» **EXERCISE**
Express the lines from the first one through the line holding "x=1019, y=180", inclusive, as a JSON list of strings with one string per line and blank lines left out.

◇ ◇ ◇ ◇

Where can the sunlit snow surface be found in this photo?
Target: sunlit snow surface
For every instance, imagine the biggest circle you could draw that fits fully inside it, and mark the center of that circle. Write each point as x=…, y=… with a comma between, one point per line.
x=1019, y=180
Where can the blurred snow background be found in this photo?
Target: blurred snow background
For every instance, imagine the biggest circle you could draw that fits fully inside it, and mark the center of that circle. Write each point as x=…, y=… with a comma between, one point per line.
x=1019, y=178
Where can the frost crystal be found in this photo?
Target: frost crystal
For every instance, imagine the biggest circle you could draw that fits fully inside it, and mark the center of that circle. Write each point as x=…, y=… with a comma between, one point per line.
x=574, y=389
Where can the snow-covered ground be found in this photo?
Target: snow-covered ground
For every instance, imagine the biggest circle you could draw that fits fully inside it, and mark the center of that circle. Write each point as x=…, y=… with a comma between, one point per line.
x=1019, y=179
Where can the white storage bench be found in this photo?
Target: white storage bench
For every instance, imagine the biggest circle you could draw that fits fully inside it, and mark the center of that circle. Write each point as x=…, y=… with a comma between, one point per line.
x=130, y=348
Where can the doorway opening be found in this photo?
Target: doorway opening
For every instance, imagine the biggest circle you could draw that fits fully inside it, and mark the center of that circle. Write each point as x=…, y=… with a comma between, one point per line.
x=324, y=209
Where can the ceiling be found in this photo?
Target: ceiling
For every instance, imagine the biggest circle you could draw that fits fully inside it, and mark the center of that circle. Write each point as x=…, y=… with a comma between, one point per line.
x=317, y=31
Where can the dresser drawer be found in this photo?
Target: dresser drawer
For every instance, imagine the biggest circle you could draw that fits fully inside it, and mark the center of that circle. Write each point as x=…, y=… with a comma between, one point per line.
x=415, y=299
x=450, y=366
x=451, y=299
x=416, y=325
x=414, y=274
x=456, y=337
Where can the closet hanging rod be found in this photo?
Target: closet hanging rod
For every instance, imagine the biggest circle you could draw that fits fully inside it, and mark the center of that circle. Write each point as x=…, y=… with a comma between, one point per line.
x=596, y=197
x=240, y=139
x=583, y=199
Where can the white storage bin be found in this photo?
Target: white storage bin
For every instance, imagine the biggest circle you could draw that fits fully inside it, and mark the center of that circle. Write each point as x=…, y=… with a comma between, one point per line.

◇ ◇ ◇ ◇

» **OUTPUT OF THE EXERCISE**
[
  "Where can the sunlit snow surface be found in this photo?",
  "Target: sunlit snow surface",
  "For every instance, imagine the biggest circle you could draw that fits fully inside it, and mark the center of that circle. Write each point as x=…, y=… with a comma between, one point per line.",
  "x=1019, y=180"
]